第一の接触要素90,90は第一の接触検知器92に接続され、第二の接触要素91,91は第二の接触検知器93に接続されている。さらに、これら第一の接触検知器92および第二の接触検知器93は、警報器95に接続されている。ポンプ組立体が何らかの原因により大きく揺れて、第一の接触要素90,90または第二の接触要素91,91が互いに接触すると、第一の接触検知器92または第二の接触検知器93がその接触を検知して警報器95に信号を送り、警報器95はその信号を受けて警報を発するようになっている。なお、第一の接触要素90,90または第二の接触要素91,91のどちらかを省略してもよい。
ポンプ組立体の異常振動(この例では、減速機2の異常振動)は、ポンプ組立体に何らかの不具合が発生していることが原因である場合が多い。したがって、許容範囲を超えるポンプ組立体の振動を振動検知器によって検知することにより、ポンプ組立体の重大な故障を未然に防ぐことができ、ポンプ組立体の信頼性を向上することができる。ポンプ組立体の振動の許容範囲は、第一の接触要素90,90の間隔、および第二の接触要素91,91の間隔、すなわち上限ストッパ63および下限ストッパ64の位置によって決定される。上限ストッパ63および下限ストッパ64はナットから構成されているので、その位置を容易に変更することができる。したがって、様々な回転機械に合わせた振動の許容範囲を設定することができる。

· · · · ·

**指示内容 1**
ポンプ組立体の振動検知についての本文のうち、「第一の接触要素90,90は第」から「のどちらかを省略してもよい。」までを両端も含めて更新し、その範囲の「警報器」をすべて「アラーム装置」に置き換えて示せ。
**指示内容 2**
ポンプ組立体の振動検知についての本文によれば、上限ストッパ63と下限ストッパ64は何から構成されているか。
**指示内容 3**
ポンプ組立体の振動検知についての本文を、最後の文の後から書き継げ。
データはここでは用いない。

· · · · ·

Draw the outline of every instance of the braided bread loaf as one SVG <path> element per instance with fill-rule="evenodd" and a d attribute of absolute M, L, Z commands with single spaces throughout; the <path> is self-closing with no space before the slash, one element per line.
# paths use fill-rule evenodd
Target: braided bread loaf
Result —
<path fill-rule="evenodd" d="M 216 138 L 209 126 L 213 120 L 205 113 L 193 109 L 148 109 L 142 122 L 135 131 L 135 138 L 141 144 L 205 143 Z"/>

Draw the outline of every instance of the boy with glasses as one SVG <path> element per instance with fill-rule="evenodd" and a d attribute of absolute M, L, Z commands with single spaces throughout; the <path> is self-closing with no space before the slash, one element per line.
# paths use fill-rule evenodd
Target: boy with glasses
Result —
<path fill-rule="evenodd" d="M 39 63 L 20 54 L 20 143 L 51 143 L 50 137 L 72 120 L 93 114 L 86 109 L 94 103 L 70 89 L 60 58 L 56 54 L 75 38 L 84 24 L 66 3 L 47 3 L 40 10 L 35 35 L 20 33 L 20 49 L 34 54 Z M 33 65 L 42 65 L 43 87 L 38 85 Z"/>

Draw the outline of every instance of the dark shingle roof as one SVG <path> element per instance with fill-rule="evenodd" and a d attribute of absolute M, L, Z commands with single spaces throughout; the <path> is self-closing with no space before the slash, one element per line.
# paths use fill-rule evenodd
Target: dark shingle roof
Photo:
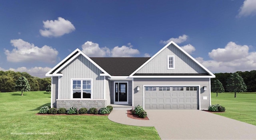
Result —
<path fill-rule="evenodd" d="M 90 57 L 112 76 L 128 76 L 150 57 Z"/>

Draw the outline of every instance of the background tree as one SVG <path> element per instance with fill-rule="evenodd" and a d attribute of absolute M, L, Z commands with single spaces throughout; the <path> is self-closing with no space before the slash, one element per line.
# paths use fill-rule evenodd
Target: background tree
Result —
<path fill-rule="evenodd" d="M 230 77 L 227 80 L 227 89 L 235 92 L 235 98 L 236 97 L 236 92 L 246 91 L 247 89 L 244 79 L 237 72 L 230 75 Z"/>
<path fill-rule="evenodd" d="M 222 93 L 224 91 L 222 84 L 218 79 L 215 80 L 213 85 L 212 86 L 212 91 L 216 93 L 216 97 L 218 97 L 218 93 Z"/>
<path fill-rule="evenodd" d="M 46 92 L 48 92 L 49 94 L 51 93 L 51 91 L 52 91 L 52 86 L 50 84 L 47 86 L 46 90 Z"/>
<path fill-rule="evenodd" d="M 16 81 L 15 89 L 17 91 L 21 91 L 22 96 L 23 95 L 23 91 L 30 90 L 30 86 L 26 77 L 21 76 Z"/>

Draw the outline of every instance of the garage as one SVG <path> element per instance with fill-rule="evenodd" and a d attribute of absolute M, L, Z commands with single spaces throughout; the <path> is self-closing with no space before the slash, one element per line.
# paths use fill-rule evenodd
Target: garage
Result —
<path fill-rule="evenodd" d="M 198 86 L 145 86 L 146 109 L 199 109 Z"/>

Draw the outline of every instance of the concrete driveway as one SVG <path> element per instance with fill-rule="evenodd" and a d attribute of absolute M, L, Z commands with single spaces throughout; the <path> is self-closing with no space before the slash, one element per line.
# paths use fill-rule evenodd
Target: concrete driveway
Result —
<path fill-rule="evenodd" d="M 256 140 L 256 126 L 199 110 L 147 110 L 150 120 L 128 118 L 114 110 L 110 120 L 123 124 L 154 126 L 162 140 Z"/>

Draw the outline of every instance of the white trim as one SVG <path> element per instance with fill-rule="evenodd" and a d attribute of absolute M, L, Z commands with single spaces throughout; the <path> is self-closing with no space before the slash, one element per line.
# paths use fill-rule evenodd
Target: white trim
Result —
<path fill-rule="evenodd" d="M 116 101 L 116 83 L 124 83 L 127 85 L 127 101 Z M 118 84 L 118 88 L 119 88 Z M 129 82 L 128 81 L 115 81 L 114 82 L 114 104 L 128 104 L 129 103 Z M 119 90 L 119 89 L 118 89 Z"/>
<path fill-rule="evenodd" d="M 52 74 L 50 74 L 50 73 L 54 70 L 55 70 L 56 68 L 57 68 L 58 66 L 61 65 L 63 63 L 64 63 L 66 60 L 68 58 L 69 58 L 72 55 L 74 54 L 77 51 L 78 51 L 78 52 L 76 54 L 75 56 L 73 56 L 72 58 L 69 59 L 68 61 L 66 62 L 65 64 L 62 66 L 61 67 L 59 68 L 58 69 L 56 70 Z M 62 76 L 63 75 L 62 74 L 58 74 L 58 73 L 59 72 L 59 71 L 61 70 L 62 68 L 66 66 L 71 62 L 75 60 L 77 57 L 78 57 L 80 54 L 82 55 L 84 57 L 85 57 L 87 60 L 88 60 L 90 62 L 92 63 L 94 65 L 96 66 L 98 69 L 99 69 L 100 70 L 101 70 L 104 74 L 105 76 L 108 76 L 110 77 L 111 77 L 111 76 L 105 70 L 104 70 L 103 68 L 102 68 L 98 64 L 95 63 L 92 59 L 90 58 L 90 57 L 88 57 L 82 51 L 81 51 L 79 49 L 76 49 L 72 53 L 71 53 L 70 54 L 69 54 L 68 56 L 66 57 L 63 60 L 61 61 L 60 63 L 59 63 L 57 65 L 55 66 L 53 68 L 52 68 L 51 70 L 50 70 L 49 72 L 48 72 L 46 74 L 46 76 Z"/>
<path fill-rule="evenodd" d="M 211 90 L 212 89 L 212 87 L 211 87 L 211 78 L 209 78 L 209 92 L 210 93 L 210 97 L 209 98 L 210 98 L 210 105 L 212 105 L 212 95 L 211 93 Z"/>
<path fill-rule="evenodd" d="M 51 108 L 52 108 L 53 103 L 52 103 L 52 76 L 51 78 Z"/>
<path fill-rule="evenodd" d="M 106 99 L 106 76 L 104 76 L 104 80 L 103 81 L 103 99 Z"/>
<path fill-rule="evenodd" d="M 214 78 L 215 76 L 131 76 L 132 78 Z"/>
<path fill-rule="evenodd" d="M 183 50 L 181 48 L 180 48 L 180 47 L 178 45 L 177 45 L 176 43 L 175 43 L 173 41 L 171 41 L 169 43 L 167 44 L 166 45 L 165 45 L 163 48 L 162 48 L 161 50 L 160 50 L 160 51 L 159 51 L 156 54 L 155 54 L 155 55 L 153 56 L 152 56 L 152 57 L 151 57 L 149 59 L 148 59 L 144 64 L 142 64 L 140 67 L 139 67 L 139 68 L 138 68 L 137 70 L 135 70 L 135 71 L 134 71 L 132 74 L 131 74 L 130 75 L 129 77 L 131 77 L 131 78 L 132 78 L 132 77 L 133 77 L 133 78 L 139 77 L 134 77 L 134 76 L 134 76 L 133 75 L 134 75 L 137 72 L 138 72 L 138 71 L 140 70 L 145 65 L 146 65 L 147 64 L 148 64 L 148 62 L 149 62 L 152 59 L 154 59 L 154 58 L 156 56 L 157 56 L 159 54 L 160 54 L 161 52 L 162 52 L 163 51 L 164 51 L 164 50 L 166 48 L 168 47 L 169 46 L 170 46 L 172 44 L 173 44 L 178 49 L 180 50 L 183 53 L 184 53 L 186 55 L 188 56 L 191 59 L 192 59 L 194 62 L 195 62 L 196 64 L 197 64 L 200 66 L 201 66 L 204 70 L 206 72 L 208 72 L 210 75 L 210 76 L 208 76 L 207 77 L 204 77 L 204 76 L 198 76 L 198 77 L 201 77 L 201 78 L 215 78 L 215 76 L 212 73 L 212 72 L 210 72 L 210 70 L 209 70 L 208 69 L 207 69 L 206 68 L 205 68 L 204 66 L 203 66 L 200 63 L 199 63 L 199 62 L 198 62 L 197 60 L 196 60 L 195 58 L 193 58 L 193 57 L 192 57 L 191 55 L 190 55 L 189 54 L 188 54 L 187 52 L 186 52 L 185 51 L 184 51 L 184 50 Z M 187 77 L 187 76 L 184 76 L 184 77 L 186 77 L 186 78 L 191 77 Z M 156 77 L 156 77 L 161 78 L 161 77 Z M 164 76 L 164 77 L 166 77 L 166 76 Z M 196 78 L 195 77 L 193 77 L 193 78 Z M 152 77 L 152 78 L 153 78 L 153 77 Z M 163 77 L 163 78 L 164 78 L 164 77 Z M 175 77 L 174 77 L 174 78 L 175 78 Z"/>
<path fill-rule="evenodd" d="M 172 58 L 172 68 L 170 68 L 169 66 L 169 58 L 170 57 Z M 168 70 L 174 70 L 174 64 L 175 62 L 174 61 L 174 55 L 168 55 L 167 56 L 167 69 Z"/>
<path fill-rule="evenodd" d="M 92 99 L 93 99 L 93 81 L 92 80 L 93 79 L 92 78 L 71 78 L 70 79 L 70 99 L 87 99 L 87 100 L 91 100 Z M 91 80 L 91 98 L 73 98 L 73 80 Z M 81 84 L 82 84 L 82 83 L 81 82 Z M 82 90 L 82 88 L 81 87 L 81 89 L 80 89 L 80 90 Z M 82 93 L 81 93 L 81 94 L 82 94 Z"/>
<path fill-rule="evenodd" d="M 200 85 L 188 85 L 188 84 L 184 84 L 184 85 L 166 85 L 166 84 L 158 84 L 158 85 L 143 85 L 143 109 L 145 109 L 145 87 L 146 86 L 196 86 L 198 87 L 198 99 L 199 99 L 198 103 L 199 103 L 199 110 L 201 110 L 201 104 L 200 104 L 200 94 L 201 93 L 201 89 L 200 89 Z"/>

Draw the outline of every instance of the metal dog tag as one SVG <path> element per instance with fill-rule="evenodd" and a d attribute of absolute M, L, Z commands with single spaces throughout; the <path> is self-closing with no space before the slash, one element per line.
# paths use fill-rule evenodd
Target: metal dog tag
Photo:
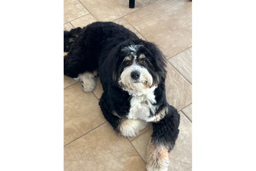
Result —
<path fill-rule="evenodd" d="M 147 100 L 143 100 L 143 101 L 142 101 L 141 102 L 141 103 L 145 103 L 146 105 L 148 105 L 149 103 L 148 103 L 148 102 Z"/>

· · · · ·

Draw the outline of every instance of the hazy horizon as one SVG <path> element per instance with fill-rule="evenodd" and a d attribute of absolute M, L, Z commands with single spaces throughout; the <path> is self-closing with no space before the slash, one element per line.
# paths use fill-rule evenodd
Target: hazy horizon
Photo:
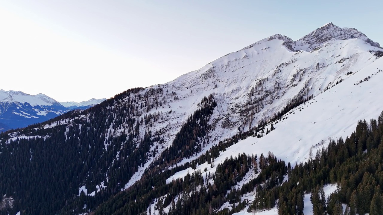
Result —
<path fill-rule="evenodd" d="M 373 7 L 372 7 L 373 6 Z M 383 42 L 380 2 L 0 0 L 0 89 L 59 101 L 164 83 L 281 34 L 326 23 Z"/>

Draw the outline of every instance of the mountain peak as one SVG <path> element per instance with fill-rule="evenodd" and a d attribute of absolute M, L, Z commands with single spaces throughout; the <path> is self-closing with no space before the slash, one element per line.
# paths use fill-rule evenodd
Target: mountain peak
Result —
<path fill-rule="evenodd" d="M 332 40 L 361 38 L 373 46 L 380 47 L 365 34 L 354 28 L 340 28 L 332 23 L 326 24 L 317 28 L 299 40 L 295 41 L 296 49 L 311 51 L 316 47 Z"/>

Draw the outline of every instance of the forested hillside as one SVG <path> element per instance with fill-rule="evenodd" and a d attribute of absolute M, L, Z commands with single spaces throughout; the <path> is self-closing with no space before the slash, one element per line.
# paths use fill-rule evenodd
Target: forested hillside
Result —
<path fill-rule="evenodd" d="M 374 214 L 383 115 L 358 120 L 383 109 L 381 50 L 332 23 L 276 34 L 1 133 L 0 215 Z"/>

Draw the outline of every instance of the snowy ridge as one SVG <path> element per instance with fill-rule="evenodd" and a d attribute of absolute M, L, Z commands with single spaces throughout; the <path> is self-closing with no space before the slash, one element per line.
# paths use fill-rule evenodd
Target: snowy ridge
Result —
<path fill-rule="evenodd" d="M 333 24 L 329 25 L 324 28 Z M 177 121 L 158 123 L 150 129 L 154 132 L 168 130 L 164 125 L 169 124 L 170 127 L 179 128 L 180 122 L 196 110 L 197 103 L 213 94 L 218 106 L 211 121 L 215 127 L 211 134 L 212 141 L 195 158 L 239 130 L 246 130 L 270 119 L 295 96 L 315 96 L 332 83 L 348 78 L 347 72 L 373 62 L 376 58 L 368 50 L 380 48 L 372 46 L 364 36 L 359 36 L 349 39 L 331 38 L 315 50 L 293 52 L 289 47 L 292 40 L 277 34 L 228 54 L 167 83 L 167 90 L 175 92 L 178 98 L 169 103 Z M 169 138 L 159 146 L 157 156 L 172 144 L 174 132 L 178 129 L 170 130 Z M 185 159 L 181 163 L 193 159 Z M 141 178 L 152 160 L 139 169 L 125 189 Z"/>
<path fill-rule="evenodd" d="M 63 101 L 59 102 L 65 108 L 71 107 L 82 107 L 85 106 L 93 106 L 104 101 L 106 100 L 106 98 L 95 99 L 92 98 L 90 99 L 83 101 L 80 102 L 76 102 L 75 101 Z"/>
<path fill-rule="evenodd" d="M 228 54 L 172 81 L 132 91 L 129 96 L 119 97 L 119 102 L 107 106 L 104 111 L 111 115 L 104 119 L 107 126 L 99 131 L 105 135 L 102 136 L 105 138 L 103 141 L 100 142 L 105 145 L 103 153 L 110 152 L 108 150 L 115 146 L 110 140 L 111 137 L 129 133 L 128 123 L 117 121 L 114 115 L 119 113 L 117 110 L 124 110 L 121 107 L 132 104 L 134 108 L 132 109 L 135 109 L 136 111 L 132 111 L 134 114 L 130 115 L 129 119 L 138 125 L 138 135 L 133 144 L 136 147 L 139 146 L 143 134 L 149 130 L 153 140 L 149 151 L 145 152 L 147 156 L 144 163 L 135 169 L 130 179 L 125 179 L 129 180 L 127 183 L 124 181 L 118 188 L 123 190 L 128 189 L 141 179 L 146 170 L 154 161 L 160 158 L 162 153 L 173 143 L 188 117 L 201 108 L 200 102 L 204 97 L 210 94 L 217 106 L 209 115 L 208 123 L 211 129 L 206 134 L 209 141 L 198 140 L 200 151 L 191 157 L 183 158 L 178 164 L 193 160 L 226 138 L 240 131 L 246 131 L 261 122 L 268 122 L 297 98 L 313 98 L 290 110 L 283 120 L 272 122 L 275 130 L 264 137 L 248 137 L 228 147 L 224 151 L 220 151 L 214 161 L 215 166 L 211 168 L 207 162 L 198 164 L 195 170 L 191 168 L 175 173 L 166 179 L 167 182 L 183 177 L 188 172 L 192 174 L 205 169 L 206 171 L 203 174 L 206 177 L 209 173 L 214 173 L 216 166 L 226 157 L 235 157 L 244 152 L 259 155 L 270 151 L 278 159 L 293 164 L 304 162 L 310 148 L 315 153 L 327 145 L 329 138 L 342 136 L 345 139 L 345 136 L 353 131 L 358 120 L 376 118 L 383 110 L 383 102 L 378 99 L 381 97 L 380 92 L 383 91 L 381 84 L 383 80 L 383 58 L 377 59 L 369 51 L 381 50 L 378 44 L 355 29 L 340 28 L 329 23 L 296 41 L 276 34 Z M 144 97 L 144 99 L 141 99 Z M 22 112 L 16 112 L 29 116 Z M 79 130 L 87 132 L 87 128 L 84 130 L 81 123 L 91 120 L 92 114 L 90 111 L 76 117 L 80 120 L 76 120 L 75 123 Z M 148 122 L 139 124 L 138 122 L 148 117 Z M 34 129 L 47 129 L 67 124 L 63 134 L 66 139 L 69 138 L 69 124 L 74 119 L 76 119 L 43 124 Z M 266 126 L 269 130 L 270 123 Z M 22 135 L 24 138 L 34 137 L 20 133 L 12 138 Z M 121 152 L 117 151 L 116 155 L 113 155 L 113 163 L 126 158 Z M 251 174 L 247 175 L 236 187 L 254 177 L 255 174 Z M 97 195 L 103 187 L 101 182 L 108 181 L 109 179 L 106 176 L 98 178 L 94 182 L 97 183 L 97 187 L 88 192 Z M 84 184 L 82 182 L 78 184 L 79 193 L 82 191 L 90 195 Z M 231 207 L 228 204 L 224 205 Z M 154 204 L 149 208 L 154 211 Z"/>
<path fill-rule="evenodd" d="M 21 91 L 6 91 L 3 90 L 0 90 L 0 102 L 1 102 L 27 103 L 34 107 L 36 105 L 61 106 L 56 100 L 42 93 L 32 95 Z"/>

· · · · ·

**出力 1**
第一の接触要素90,90は第一の接触検知器92に接続され、第二の接触要素91,91は第二の接触検知器93に接続されている。さらに、これら第一の接触検知器92および第二の接触検知器93は、アラーム装置95に接続されている。ポンプ組立体が何らかの原因により大きく揺れて、第一の接触要素90,90または第二の接触要素91,91が互いに接触すると、第一の接触検知器92または第二の接触検知器93がその接触を検知してアラーム装置95に信号を送り、アラーム装置95はその信号を受けて警報を発するようになっている。なお、第一の接触要素90,90または第二の接触要素91,91のどちらかを省略してもよい。

**出力 2**
ナットから構成されている。

**出力 3**
これまで述べてきた実施形態では、減速機2と構造体との間に防振装置が設置されているが、防振装置の設置箇所はこの例には限られない。防振装置は、減速機2と構造体との間、および/またはポンプ1と構造体との間、および/または駆動機3と構造体との間に設置してもよい。減速機を持たず、ポンプ1と駆動機3とが直接連結される構造のポンプ組立体にも、本防振装置を使用することができる。構造体に設置された防振装置と、防振装置の上に設置されたポンプ組立体とにより、信頼性の高いポンプ設備を提供することができる。さらに、ポンプ組立体以外にも、送風機、発電機など振動の発生源となり得るあらゆるタイプの回転機械に本防振装置を適用することができる。
これまで本発明の好ましい実施形態について説明したが、本発明は上述の実施形態に限定されず、その技術的思想の範囲内において種々異なる形態にて実施されてよいことは言うまでもない。
1 ポンプ
2 減速機
3 駆動機
5 吸込水槽(構造体)
6 据付床(構造体)
16 回転軸
20 羽根車
31 防振ユニット
34 ソールプレート(基台)
40 マウント部材
50 防振パッド
60 連結部材
62 ボルト
63 上限ストッパ
64 下限ストッパ
70 横揺れストッパ
90 第一の接触要素
91 第二の接触要素
92 第一の接触検知器
93 第二の接触検知器
95 警報機

Claims (6)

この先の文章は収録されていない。